"""
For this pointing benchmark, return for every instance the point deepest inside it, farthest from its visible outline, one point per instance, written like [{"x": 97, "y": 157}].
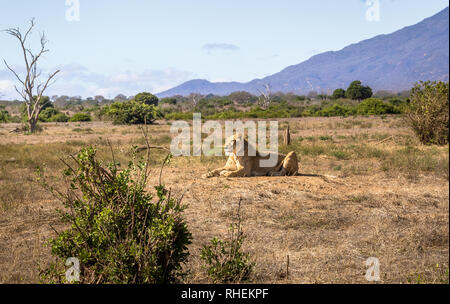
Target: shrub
[
  {"x": 428, "y": 112},
  {"x": 146, "y": 98},
  {"x": 375, "y": 106},
  {"x": 132, "y": 112},
  {"x": 357, "y": 91},
  {"x": 80, "y": 117},
  {"x": 4, "y": 116},
  {"x": 60, "y": 117},
  {"x": 338, "y": 93},
  {"x": 47, "y": 113},
  {"x": 225, "y": 261},
  {"x": 118, "y": 233}
]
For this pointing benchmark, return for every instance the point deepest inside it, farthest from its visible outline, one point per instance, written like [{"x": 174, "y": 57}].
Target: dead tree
[
  {"x": 31, "y": 86},
  {"x": 265, "y": 98}
]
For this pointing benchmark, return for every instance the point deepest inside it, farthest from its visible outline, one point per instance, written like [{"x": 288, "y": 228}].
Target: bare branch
[{"x": 32, "y": 89}]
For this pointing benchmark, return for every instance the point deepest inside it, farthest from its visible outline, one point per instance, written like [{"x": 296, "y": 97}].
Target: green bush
[
  {"x": 117, "y": 232},
  {"x": 47, "y": 113},
  {"x": 337, "y": 110},
  {"x": 338, "y": 93},
  {"x": 59, "y": 117},
  {"x": 375, "y": 106},
  {"x": 357, "y": 91},
  {"x": 4, "y": 116},
  {"x": 80, "y": 117},
  {"x": 146, "y": 98},
  {"x": 132, "y": 112},
  {"x": 428, "y": 113}
]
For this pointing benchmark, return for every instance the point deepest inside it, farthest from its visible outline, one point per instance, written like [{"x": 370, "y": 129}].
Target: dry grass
[{"x": 388, "y": 199}]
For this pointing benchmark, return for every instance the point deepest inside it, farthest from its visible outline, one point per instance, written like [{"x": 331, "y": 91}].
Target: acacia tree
[{"x": 32, "y": 86}]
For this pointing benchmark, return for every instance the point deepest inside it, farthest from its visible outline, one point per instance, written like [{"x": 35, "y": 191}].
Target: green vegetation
[
  {"x": 80, "y": 117},
  {"x": 132, "y": 112},
  {"x": 356, "y": 91},
  {"x": 145, "y": 107},
  {"x": 338, "y": 93},
  {"x": 117, "y": 231},
  {"x": 428, "y": 113},
  {"x": 146, "y": 98},
  {"x": 4, "y": 115}
]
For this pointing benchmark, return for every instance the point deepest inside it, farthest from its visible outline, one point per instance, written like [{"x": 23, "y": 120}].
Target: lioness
[{"x": 240, "y": 166}]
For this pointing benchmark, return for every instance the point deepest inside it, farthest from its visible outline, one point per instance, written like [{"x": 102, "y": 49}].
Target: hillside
[{"x": 386, "y": 62}]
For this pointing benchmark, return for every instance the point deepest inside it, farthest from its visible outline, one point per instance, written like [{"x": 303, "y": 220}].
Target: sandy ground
[{"x": 327, "y": 227}]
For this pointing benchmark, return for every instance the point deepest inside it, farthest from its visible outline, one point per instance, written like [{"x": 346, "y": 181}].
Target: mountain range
[{"x": 391, "y": 62}]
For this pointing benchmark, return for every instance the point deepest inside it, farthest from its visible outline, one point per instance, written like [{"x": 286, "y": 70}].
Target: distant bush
[
  {"x": 428, "y": 113},
  {"x": 146, "y": 98},
  {"x": 338, "y": 93},
  {"x": 132, "y": 112},
  {"x": 80, "y": 117},
  {"x": 375, "y": 106},
  {"x": 47, "y": 113},
  {"x": 60, "y": 117},
  {"x": 337, "y": 110},
  {"x": 357, "y": 91},
  {"x": 117, "y": 231}
]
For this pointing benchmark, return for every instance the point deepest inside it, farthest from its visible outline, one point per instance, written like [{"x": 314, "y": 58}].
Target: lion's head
[{"x": 236, "y": 144}]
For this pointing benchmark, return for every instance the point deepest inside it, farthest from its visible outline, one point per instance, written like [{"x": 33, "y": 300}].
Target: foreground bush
[
  {"x": 117, "y": 231},
  {"x": 428, "y": 112},
  {"x": 224, "y": 260},
  {"x": 4, "y": 116}
]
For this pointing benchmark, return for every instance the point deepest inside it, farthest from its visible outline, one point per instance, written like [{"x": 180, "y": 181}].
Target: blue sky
[{"x": 126, "y": 47}]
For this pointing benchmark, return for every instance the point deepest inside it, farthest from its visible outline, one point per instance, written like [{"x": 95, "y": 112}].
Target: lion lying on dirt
[{"x": 241, "y": 166}]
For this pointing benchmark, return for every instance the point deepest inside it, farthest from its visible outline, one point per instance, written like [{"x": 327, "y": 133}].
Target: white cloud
[
  {"x": 78, "y": 80},
  {"x": 210, "y": 47}
]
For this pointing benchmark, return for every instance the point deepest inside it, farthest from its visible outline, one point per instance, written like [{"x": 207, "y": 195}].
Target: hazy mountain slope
[{"x": 386, "y": 62}]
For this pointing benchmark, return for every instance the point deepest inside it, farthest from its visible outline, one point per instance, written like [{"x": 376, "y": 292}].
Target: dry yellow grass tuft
[{"x": 388, "y": 199}]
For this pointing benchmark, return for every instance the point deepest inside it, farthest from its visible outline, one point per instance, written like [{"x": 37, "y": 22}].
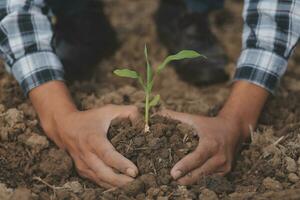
"""
§ Directive
Find every line above that contains the word "mountain", and copy each one out in full.

§ Completed exercise
Target: mountain range
Target: hazy mountain slope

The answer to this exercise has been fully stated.